EXERCISE AIM: Set down, without alteration, the lines from the one that contains "Target: fence post" through the final line of the material below.

[LISTED RECORDS start]

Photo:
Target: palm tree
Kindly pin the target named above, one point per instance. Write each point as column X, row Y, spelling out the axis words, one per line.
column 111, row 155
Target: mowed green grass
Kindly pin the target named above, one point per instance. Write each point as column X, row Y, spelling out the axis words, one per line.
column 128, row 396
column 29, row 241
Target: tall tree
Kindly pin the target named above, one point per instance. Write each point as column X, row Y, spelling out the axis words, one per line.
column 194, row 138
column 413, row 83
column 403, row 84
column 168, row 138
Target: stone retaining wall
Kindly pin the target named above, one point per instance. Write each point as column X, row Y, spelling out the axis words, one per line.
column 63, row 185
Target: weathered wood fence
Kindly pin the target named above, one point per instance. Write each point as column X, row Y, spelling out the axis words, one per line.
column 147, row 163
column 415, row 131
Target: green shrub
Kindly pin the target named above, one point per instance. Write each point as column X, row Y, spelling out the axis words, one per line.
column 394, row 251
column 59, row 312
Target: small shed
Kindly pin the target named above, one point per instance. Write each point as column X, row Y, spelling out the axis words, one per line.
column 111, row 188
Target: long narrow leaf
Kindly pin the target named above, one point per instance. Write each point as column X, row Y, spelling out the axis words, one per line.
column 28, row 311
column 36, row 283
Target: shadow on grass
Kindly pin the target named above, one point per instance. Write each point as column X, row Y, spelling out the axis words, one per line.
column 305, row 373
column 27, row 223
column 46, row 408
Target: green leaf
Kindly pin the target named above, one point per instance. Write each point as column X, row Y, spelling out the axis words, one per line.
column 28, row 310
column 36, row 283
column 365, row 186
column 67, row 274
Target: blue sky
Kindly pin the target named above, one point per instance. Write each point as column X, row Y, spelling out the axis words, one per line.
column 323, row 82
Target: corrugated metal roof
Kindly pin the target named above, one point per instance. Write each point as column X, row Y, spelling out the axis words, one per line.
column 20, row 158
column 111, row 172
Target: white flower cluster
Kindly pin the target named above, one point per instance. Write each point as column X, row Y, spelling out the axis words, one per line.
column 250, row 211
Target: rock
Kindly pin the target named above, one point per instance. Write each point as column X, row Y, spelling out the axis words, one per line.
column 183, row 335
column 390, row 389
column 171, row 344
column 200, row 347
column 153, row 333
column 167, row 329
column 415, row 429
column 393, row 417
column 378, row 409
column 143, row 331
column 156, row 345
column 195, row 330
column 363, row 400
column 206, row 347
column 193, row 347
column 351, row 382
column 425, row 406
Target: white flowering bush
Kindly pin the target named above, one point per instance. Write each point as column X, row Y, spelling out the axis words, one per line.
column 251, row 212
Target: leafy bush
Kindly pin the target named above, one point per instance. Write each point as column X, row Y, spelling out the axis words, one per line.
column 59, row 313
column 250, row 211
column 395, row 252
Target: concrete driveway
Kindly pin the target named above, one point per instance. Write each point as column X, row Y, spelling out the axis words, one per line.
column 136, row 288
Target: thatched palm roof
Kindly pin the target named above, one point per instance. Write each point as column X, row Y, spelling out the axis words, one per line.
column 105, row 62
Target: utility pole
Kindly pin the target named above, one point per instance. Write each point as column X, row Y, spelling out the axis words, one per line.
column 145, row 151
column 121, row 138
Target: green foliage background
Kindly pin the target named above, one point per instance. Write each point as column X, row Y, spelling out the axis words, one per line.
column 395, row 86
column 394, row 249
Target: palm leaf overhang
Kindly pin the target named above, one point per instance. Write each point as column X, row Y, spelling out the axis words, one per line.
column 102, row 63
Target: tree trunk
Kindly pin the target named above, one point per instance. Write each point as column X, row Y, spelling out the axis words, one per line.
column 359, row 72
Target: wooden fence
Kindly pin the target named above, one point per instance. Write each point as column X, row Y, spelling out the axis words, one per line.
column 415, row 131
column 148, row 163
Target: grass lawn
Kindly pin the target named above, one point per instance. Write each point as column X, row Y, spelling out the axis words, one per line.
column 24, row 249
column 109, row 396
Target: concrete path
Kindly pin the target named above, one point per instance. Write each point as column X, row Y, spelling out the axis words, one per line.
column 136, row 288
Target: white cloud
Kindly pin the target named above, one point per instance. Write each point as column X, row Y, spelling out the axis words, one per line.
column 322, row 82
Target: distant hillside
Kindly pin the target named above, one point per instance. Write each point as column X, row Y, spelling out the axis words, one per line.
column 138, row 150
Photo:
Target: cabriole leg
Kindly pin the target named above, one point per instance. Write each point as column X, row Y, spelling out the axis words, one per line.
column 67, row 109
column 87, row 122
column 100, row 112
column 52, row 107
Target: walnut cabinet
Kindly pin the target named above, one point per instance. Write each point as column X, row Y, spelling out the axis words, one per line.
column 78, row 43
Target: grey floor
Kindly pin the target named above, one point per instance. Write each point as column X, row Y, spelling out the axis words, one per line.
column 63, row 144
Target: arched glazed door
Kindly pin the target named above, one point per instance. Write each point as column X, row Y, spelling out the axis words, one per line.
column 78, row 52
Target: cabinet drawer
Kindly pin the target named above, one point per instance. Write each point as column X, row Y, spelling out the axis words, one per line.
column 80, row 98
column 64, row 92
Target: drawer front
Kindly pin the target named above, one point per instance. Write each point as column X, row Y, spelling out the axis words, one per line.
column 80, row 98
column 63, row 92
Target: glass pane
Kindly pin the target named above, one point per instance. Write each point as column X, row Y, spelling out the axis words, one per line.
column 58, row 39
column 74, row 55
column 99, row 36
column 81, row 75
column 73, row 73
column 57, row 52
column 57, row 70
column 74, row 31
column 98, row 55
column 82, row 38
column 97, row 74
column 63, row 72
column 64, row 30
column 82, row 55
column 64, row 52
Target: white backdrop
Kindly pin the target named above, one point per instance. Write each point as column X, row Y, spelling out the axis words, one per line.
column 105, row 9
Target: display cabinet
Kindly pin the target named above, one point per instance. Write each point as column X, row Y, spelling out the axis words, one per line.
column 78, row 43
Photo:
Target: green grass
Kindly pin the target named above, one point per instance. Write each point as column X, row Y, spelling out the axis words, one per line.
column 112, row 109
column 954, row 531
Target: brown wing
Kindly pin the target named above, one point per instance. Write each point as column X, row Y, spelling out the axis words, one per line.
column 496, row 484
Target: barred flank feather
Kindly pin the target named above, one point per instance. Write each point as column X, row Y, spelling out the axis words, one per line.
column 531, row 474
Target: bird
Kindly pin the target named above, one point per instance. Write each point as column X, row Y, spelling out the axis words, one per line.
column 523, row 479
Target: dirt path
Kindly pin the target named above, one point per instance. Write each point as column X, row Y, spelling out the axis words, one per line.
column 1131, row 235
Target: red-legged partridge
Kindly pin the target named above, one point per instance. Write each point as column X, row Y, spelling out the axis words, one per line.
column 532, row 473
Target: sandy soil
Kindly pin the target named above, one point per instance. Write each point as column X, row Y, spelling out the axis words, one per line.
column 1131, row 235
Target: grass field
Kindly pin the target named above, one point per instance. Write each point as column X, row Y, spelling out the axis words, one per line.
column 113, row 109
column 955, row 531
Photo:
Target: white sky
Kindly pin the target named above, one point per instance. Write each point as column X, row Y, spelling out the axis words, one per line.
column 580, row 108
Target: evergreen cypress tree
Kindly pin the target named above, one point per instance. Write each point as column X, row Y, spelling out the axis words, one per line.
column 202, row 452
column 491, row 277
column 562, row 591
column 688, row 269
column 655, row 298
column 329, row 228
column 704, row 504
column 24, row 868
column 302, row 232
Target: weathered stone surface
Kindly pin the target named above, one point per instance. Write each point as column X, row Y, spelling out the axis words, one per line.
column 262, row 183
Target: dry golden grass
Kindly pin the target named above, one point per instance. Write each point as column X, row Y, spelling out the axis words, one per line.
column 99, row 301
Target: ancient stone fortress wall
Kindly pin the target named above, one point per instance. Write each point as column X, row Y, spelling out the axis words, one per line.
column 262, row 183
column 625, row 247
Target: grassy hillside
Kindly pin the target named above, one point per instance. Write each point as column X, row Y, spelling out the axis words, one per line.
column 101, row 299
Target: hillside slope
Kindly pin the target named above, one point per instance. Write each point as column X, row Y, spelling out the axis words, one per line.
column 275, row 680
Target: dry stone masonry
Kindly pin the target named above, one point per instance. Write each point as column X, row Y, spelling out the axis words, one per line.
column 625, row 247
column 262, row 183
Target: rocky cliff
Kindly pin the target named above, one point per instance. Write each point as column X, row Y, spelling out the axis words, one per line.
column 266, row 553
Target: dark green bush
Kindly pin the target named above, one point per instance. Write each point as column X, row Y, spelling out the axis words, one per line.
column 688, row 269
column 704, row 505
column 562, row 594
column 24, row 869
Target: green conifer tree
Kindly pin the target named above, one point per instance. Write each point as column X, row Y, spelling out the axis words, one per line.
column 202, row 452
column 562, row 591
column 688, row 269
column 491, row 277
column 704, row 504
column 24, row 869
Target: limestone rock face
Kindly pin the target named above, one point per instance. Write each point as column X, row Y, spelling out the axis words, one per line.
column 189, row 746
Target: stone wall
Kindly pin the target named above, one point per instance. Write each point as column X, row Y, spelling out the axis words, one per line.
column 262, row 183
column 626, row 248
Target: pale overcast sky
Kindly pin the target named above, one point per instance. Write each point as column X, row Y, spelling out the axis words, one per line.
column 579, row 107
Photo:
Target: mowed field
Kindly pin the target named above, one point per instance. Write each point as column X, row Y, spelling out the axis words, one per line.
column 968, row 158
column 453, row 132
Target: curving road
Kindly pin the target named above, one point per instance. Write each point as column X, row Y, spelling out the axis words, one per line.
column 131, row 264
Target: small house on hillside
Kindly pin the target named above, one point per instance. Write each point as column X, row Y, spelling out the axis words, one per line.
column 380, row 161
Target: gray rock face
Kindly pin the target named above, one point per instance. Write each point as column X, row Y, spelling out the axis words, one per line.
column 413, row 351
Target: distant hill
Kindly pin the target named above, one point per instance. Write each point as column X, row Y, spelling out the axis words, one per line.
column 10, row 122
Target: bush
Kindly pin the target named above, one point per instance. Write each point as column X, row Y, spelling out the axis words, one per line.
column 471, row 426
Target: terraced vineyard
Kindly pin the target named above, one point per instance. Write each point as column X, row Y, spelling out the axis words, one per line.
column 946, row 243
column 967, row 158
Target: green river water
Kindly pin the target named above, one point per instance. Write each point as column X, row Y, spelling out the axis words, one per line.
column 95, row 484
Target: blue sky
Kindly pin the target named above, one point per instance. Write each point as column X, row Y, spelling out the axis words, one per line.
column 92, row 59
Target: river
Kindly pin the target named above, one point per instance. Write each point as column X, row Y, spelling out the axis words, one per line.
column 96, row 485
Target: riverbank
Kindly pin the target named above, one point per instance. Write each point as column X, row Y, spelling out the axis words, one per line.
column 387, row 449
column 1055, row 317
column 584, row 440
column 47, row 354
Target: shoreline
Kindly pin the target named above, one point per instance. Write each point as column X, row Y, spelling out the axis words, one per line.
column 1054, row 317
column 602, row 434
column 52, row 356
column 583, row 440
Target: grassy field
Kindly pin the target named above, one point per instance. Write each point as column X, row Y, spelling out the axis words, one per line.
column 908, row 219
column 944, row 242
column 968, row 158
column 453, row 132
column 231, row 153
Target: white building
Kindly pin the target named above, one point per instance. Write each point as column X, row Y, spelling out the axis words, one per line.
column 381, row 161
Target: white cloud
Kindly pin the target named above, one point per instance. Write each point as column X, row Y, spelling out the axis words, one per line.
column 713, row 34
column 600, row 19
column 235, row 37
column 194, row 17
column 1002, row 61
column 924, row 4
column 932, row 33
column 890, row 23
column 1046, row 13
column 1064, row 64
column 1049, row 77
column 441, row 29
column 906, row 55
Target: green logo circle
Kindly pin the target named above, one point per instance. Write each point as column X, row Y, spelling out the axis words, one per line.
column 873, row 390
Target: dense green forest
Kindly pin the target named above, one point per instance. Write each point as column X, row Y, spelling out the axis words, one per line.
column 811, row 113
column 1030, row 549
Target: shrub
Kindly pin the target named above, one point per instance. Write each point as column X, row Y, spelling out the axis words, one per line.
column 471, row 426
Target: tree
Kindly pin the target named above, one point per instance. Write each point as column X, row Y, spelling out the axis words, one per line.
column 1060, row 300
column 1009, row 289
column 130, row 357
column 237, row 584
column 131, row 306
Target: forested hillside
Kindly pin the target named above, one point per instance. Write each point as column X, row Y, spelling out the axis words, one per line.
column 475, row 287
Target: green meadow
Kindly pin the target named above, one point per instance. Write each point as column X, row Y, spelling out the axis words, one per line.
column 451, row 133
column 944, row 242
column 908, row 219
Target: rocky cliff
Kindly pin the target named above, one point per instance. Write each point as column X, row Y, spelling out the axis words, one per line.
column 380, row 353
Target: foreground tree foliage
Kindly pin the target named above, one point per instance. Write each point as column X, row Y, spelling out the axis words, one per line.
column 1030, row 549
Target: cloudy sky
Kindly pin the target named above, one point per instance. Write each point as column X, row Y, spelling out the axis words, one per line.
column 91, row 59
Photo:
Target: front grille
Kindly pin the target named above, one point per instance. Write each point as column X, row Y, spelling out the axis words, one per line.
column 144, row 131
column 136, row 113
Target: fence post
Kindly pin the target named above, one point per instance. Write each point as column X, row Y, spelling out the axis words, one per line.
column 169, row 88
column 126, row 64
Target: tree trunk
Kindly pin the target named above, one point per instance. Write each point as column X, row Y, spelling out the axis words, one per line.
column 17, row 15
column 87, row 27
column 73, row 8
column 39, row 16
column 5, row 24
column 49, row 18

[LISTED RECORDS end]

SOLUTION TO THIS TASK:
Target: fence post
Kindly pin the target named above, one point per instance. Write each point as column X, row Y, spelling out the axis words, one per line.
column 169, row 88
column 126, row 64
Target: tree trunk
Kindly pin the target named above, one point per instance. Write each point as column X, row Y, spelling out the axis words, one per line.
column 17, row 15
column 87, row 27
column 73, row 8
column 39, row 16
column 5, row 24
column 49, row 18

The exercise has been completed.